> _Set exercise_:
Reproduce each line exactly.

##### Material for this task #####

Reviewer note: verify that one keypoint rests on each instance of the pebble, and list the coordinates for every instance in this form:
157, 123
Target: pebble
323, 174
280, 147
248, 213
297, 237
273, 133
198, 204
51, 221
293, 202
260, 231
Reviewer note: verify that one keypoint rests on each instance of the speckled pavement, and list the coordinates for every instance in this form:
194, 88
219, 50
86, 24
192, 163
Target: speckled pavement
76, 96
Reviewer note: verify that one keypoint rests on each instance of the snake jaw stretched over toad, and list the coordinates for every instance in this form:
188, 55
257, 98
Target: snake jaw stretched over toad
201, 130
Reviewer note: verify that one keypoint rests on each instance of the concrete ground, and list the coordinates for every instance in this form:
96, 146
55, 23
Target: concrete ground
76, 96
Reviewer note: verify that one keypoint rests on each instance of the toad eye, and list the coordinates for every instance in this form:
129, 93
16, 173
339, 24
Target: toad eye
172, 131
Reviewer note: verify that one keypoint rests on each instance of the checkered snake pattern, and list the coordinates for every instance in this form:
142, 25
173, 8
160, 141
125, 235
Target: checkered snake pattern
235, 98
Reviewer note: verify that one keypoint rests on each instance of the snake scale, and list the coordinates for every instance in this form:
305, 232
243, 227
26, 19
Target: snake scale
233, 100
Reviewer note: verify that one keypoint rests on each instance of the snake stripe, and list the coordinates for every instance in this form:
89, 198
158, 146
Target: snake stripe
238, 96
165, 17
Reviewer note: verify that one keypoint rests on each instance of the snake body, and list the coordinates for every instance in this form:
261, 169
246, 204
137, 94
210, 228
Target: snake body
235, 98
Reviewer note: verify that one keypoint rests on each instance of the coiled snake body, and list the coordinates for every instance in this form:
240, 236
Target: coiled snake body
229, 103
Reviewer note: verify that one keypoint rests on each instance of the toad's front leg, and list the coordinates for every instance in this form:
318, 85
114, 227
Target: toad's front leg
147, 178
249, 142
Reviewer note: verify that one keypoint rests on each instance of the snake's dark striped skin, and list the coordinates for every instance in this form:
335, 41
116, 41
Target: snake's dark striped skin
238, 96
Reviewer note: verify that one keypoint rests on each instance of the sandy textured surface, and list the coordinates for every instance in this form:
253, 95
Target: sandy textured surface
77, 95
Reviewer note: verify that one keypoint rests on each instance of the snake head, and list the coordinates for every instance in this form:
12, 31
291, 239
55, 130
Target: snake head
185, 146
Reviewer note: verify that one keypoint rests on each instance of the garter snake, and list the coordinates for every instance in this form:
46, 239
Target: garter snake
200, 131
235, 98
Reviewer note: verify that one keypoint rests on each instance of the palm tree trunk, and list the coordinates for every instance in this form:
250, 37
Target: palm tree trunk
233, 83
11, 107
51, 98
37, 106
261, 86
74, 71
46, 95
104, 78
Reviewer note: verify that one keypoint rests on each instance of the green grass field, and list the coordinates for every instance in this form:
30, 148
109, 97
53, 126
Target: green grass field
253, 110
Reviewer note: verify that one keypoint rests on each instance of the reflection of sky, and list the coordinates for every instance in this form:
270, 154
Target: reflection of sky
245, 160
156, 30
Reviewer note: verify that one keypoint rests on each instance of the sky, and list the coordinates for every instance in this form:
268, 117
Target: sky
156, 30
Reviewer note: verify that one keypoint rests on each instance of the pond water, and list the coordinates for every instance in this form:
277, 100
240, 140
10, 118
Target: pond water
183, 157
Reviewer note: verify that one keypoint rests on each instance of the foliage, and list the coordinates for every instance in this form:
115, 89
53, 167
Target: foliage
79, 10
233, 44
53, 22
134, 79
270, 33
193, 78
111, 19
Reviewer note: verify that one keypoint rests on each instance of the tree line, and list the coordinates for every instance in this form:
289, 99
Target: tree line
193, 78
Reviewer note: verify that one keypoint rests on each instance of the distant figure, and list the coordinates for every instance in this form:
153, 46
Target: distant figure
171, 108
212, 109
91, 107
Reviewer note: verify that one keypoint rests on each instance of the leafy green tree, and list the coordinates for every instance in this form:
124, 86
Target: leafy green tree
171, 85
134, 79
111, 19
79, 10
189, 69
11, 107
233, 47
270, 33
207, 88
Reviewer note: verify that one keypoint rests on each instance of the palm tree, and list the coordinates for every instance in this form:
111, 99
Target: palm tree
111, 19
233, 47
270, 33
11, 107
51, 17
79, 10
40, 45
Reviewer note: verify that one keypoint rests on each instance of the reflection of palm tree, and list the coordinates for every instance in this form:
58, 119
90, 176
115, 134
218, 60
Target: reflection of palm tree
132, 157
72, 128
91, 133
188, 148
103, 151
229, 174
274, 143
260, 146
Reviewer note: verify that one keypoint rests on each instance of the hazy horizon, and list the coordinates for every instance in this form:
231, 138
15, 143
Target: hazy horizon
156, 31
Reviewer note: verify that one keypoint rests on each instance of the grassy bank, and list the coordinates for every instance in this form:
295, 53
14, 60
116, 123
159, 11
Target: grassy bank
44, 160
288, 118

#####

> _Output of the exercise_:
Reviewer note: verify that one keypoint rests on each instance of the pebble, and list the coordinates for every instance in this form:
157, 123
Target: pebble
323, 174
280, 147
248, 213
297, 237
273, 133
198, 204
51, 221
293, 202
260, 231
Reviewer note: verify that one keypoint rests on each instance of the speckled pavement, and list the coordinates for every instance in this form:
194, 88
219, 50
86, 24
192, 163
Target: speckled pavement
76, 96
Reviewer note: verify that one keypoint rests on each instance of the snake jaw stretched over toad, and list the coordinates for every instance in this form:
188, 55
257, 98
Target: snake jaw stretched over toad
201, 130
Reviewer note: verify that one keypoint rests on each instance of the concrete ground, and list the coordinates for every instance in this form:
96, 146
55, 23
Target: concrete ground
76, 96
Reviewer note: verify that one keypoint rests on each instance of the toad eye, and list the coordinates for every instance in this form:
129, 93
16, 173
339, 24
Target: toad eye
172, 131
Reviewer note: verify that one keypoint rests on each instance of the checkered snake pattern, and list the coordinates for every instance in this form:
142, 25
173, 8
160, 141
125, 235
Target: checkered snake pattern
235, 98
Reviewer note: verify that one keypoint rests on each instance of the snake scale, and list the coordinates for every instance in this form:
305, 232
243, 227
26, 19
Target: snake scale
233, 100
Reviewer note: verify that one keypoint rests on each instance of the snake stripe, and list the coordinates for every instance in this form:
89, 198
158, 146
Target: snake stripe
238, 96
165, 17
Reviewer note: verify that one keypoint rests on each instance of the snake body, and list the coordinates for every instance in this form:
261, 169
246, 204
137, 94
210, 228
Target: snake body
235, 98
Reviewer note: verify that one keypoint rests on each instance of the coiled snake body, and list the coordinates for every instance in this form:
240, 236
Target: coiled snake body
229, 103
Reviewer note: verify that one keypoint rests on each instance of the toad's front leg, and list the coordinates for every instance in this form:
318, 85
114, 227
Target: toad's front leg
147, 178
249, 142
Reviewer note: verify that one keypoint rests on each instance of the snake's dark striped skin, and list the coordinates for every instance in this form:
335, 41
116, 41
Target: snake's dark striped skin
238, 96
Reviewer note: verify that one keypoint rests on each instance of the sandy textured surface, and list the coordinates for every instance in this form:
253, 95
Target: sandy textured surface
77, 95
Reviewer note: verify that one keypoint rests on each instance of the snake head, and list the coordinates for every instance in this form:
12, 31
291, 239
55, 130
Target: snake head
185, 146
Reviewer note: verify that one keypoint rests on each instance of the garter snake, and list the coordinates for every instance in this form:
46, 239
Target: garter snake
200, 131
235, 98
Reviewer note: verify that one keypoint rests on each instance of the palm tree trunk, and list the coordinates for every instance in this form:
250, 37
Target: palm tree trunk
233, 83
11, 107
51, 98
37, 106
261, 86
74, 71
46, 95
104, 78
Reviewer note: verify that one keypoint rests on each instance of the green grass field, and list the coordinates for every instance in this form:
30, 148
109, 97
53, 126
Target: green grass field
253, 110
Reviewer note: verify that one keypoint rests on each instance of the reflection of sky, and list the coordinates for every instance in this form:
270, 154
Target: reflection of sky
245, 160
156, 30
Reviewer note: verify that one keypoint rests on each instance of the sky, and list the coordinates for every instance in this form:
268, 117
Target: sky
156, 30
Reviewer note: verify that one keypoint rests on each instance of the pond water, and list the coordinates for every instance in this form:
277, 100
240, 140
10, 118
Target: pond water
183, 157
Reviewer note: verify that one keypoint rests on each instance of the foliage, and list the coordinates for every instance in this form:
115, 89
53, 167
Target: foliage
79, 10
233, 44
53, 22
134, 79
270, 33
193, 78
111, 19
Reviewer note: verify that one keypoint rests on each instance of the tree line, and list the coordinates for every instance in this form:
289, 99
Target: tree line
193, 78
Reviewer note: verify that one keypoint rests on each instance of the distant figure, and list the coordinates for every instance in this form:
153, 46
Target: distant figure
171, 108
212, 109
91, 107
Reviewer note: verify that one keypoint rests on each instance of the leafy green tree, and list the coordinates for every instance in this form:
124, 86
Target: leafy green tree
171, 85
134, 79
111, 19
79, 10
189, 69
11, 107
233, 47
270, 33
207, 88
Reviewer note: verify that one keypoint rests on each instance of the palm tree, and list the coordinates for every instance in this form:
111, 99
Target: palm tree
111, 19
233, 47
270, 33
11, 107
51, 17
79, 10
40, 45
Reviewer note: verify that one keypoint rests on each instance of the reflection of palm tree, and list the coordinates for every instance in this form:
58, 119
90, 176
115, 134
218, 60
Target: reflection of palm tree
132, 157
72, 128
91, 133
188, 148
103, 151
229, 174
274, 143
260, 146
Reviewer note: verify that one keypoint rests on each instance of the hazy horizon, and list the coordinates for every instance in this form:
231, 138
15, 143
Target: hazy horizon
156, 31
Reviewer note: verify that one keypoint rests on each instance of the grassy bank, and list the coordinates for every instance in this form:
295, 53
14, 60
116, 123
159, 11
Target: grassy bank
44, 160
288, 118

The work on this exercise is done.